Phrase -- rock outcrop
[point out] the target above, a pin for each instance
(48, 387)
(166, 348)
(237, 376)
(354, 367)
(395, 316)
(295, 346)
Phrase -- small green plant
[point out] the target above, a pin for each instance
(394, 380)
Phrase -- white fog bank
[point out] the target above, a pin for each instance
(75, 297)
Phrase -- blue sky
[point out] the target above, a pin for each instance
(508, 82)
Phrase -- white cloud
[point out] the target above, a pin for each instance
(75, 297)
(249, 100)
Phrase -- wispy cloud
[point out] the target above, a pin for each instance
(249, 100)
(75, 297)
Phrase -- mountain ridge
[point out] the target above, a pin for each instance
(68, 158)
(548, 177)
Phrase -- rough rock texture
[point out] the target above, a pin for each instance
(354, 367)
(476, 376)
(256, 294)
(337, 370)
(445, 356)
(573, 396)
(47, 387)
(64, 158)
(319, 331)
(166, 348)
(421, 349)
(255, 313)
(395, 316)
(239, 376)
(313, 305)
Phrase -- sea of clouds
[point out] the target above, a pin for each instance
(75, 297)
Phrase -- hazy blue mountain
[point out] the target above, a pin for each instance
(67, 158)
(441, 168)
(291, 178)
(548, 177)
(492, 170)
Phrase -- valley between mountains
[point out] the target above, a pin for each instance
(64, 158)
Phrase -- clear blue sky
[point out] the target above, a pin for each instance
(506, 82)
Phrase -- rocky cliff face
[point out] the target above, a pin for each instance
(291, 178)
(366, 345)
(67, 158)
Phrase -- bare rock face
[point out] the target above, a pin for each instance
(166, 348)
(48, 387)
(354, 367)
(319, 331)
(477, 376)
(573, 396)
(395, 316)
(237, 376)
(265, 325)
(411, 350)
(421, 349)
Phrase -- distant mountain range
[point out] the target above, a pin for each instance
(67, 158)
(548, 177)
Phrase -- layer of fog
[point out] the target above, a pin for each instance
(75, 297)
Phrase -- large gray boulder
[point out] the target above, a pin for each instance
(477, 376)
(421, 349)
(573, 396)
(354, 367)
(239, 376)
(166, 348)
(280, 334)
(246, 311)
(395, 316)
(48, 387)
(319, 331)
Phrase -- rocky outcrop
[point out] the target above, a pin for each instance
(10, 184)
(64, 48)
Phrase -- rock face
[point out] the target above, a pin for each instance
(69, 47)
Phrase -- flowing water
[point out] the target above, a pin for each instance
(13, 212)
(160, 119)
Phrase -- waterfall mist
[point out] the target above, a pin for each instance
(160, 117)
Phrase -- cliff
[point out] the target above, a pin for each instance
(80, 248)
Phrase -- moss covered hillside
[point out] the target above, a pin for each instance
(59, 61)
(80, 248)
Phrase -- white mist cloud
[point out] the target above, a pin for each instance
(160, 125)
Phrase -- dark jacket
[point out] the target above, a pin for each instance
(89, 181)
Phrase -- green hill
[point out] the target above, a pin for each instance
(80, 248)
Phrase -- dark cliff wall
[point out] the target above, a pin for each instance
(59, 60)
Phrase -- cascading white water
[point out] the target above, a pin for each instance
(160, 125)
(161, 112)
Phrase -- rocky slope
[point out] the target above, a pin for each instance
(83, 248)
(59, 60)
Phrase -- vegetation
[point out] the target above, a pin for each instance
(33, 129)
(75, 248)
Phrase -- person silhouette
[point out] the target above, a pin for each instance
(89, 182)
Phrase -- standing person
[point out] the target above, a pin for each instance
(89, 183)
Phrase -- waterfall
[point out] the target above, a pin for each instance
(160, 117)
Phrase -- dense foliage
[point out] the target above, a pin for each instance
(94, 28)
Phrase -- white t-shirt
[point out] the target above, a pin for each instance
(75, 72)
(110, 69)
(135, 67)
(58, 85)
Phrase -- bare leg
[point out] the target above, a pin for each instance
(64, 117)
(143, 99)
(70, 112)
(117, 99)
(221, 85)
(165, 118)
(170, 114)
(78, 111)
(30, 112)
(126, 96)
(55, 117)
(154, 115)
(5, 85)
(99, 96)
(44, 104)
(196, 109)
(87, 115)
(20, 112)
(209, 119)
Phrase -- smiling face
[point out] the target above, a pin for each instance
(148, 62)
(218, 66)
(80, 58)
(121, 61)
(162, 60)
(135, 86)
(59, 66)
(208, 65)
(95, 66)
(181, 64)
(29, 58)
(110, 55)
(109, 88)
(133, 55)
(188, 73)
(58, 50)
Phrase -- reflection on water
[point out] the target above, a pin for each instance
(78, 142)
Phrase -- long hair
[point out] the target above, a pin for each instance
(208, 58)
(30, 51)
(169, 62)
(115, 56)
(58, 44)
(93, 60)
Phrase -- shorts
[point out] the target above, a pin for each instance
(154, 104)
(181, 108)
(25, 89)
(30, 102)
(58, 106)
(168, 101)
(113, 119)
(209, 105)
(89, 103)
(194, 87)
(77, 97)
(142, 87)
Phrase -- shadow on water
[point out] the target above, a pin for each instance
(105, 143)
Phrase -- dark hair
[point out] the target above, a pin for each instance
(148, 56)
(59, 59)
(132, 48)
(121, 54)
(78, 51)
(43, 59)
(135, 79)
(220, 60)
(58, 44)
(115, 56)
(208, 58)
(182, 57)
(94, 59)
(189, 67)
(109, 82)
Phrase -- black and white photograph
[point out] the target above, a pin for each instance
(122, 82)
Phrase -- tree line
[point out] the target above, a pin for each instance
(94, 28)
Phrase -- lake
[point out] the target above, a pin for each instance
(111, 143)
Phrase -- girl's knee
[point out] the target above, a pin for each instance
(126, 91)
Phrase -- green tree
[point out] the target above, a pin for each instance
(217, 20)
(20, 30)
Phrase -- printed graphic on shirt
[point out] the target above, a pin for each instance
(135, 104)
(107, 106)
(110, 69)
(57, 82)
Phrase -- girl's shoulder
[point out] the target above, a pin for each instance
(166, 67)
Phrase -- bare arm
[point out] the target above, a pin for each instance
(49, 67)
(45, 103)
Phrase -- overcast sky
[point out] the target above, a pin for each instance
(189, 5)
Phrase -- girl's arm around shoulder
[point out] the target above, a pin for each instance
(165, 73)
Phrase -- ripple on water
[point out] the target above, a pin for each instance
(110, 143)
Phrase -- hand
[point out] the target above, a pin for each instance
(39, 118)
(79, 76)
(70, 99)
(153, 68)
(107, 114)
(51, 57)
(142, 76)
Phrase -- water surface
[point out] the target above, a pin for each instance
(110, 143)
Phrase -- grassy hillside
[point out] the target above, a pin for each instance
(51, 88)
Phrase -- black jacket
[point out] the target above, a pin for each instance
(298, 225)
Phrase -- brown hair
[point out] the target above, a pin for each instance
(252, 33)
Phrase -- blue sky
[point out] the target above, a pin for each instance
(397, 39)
-=-=-
Repeat the data precisely, reproducing every entry.

### Solution below
Phrase -- rock outcrop
[point out] the target above, a pin for each instance
(48, 387)
(166, 348)
(237, 376)
(354, 367)
(395, 316)
(295, 346)
Phrase -- small green plant
[point out] the target above, a pin for each instance
(394, 380)
Phrase -- white fog bank
[point out] the target above, a pin for each instance
(75, 297)
Phrase -- blue sky
[point out] the target above, a pin for each instance
(508, 82)
Phrase -- white cloud
[point out] the target above, a pin for each instance
(75, 297)
(249, 100)
Phrase -- wispy cloud
[point out] the target above, a pin for each instance
(249, 100)
(75, 297)
Phrase -- mountain ridge
[point out] the target above, a pin for each instance
(68, 158)
(548, 177)
Phrase -- rough rock texture
[point out] the target above, a pin for each instance
(354, 367)
(476, 376)
(256, 294)
(337, 370)
(445, 356)
(573, 396)
(47, 387)
(64, 158)
(319, 331)
(166, 348)
(421, 349)
(255, 313)
(395, 316)
(239, 376)
(313, 305)
Phrase -- sea of clouds
[point out] the target above, a pin for each instance
(75, 297)
Phrase -- hazy blue mountain
[point out] the target above, a pin for each instance
(67, 158)
(441, 168)
(291, 178)
(548, 177)
(492, 170)
Phrase -- valley between mountains
[point out] the target above, a pin for each instance
(64, 158)
Phrase -- clear blue sky
[point out] the target above, a pin for each instance
(506, 82)
Phrase -- rocky cliff face
[point out] the target above, a pin for each instance
(291, 178)
(366, 345)
(67, 158)
Phrase -- bare rock face
[point out] the target above, a pin for each instance
(166, 348)
(48, 387)
(354, 367)
(319, 331)
(477, 376)
(573, 396)
(395, 316)
(237, 376)
(265, 325)
(411, 350)
(421, 349)
Phrase -- distant mountain range
[point out] the target above, a pin for each instance
(67, 158)
(548, 177)
Phrase -- layer of fog
[point out] the target above, a pin for each instance
(75, 297)
Phrase -- large gray boulder
[point out] the target above, a pin for each instance
(477, 376)
(421, 349)
(573, 396)
(354, 367)
(239, 376)
(166, 348)
(280, 334)
(246, 311)
(395, 316)
(48, 387)
(319, 331)
Phrase -- rocky outcrop
[point out] the target above, a pin for each instance
(10, 184)
(64, 48)
Phrase -- rock face
[point out] the target above, a pin for each instance
(69, 47)
Phrase -- flowing water
[point out] the target above, a pin for each instance
(13, 212)
(160, 119)
Phrase -- waterfall mist
[point out] the target above, a pin for each instance
(160, 117)
Phrase -- cliff
[point out] the target above, a pin for each instance
(80, 248)
Phrase -- moss covered hillside
[point out] the target above, a pin for each instance
(59, 61)
(80, 248)
Phrase -- white mist cloud
[point out] the target above, a pin for each instance
(160, 125)
Phrase -- dark jacket
[point out] the target above, a pin for each instance
(89, 181)
Phrase -- green hill
[point out] the target above, a pin for each instance
(80, 248)
Phrase -- dark cliff wall
[point out] the target above, a pin for each instance
(59, 60)
Phrase -- cascading white water
[point out] the target above, a pin for each instance
(160, 125)
(161, 112)
Phrase -- rocky slope
[point out] the target above, a pin for each instance
(83, 248)
(59, 60)
Phrase -- vegetation
[point out] the target above, a pin for each instance
(33, 129)
(75, 248)
Phrase -- person silhouette
[point out] the target above, a pin for each instance
(89, 182)
Phrase -- standing person
[point out] the target above, a pin for each instance
(89, 183)
Phrase -- waterfall
[point out] the target above, a pin for each instance
(160, 117)
Phrase -- dense foliage
[point out] the target above, a pin for each instance
(94, 28)
Phrase -- white t-shirt
[point out] the target above, a pin for each instance
(75, 72)
(110, 69)
(135, 67)
(58, 85)
Phrase -- bare leg
[point out] the target above, a pin for each instance
(64, 117)
(143, 99)
(70, 112)
(117, 99)
(221, 85)
(165, 118)
(170, 114)
(78, 111)
(30, 112)
(126, 96)
(55, 117)
(154, 115)
(5, 85)
(99, 96)
(44, 104)
(196, 109)
(87, 115)
(20, 112)
(209, 119)
Phrase -- smiling face
[point out] the target above, a pin for each instance
(148, 62)
(218, 66)
(80, 58)
(121, 61)
(162, 60)
(135, 86)
(59, 66)
(208, 65)
(95, 66)
(181, 64)
(29, 58)
(110, 55)
(109, 88)
(133, 55)
(188, 73)
(58, 50)
Phrase -- reflection on water
[point out] the target above, a pin for each instance
(78, 142)
Phrase -- long hair
[point out] the target above, a pin for each instance
(208, 58)
(30, 51)
(169, 62)
(115, 56)
(58, 44)
(93, 60)
Phrase -- shorts
[point out] the target above, a pin for each instance
(154, 104)
(181, 108)
(25, 89)
(30, 102)
(58, 106)
(168, 101)
(113, 119)
(209, 105)
(89, 103)
(194, 87)
(77, 97)
(142, 87)
Phrase -- shadow on water
[point out] the target above, a pin for each instance
(105, 143)
Phrase -- dark hair
[point out] the target above, a pin for each instance
(148, 56)
(59, 59)
(132, 48)
(121, 54)
(78, 51)
(43, 59)
(135, 79)
(220, 60)
(58, 44)
(115, 56)
(208, 58)
(182, 57)
(94, 59)
(189, 67)
(109, 82)
Phrase -- black and white photograph
[point out] the target above, a pin for each instance
(122, 82)
Phrase -- tree line
[point out] the target above, a pin for each instance
(94, 28)
Phrase -- lake
[point out] the target above, a pin for each instance
(111, 143)
Phrase -- girl's knee
[point out] the target above, a pin for each instance
(126, 91)
Phrase -- green tree
[point out] the target above, a pin for each instance
(217, 20)
(20, 30)
Phrase -- printed graphic on shirt
[point out] the target above, a pin for each instance
(135, 104)
(107, 106)
(110, 69)
(57, 82)
Phrase -- girl's shoulder
[point out] the target above, a pin for each instance
(166, 67)
Phrase -- bare arm
[point out] the target above, a pin for each instance
(49, 67)
(45, 103)
Phrase -- overcast sky
[point out] the target above, a pin for each instance
(189, 5)
Phrase -- girl's arm around shoulder
[point out] the target above, a pin for each instance
(165, 73)
Phrase -- ripple on water
[point out] the target above, a pin for each instance
(110, 143)
Phrase -- hand
[point out] the target above, a pin for each instance
(39, 118)
(79, 76)
(70, 99)
(153, 68)
(107, 114)
(51, 57)
(142, 76)
Phrase -- water surface
[point out] the target above, a pin for each instance
(110, 143)
Phrase -- grassy hillside
[point out] the target above, a pin for each instance
(51, 88)
Phrase -- black jacket
[point out] the target above, a pin for each instance
(298, 225)
Phrase -- brown hair
[point out] the target above, a pin for each instance
(252, 33)
Phrase -- blue sky
[point out] the target above, a pin for each instance
(397, 39)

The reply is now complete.